▶ _Data for the task_
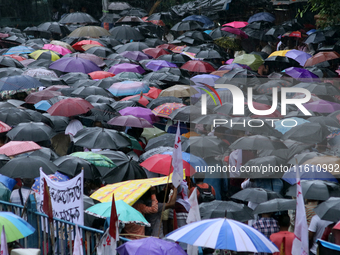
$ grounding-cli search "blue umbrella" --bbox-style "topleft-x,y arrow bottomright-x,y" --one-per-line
162,151 -> 208,170
248,12 -> 275,23
0,75 -> 44,91
5,46 -> 35,55
183,15 -> 214,29
204,30 -> 212,34
34,100 -> 52,111
0,174 -> 16,191
282,164 -> 338,185
190,74 -> 220,87
274,117 -> 309,134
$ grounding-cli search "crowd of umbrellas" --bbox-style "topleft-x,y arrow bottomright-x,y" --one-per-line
0,0 -> 340,254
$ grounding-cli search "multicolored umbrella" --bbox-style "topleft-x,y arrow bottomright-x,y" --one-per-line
32,171 -> 69,193
152,102 -> 185,118
0,212 -> 35,243
29,50 -> 60,61
108,81 -> 150,97
71,152 -> 115,168
85,200 -> 150,226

▶ _Task goal_
Every line above has to be output exactly; the pictures must be dropped.

▶ _Output_
$ grounding-cli search "blue umbrella" --bbox-style "topleft-x,y arrow bottomright-x,y" --one-per-line
162,151 -> 208,170
248,12 -> 275,23
0,75 -> 44,91
5,46 -> 35,55
183,15 -> 214,29
204,30 -> 212,34
34,100 -> 52,111
0,174 -> 16,191
282,164 -> 338,185
190,74 -> 220,87
274,117 -> 309,134
$ grounding-cli search "crowd of umbrellas" --bbox-style "topleft-x,y arrow bottomright-x,y" --one-per-line
0,0 -> 340,254
$ grounding-cli search "multicolored umbrella" --bbox-style "topleft-x,y arrow bottomright-x,y" --one-per-line
32,171 -> 69,193
152,102 -> 185,118
0,212 -> 35,243
29,50 -> 60,61
108,81 -> 150,97
71,152 -> 115,168
85,200 -> 150,226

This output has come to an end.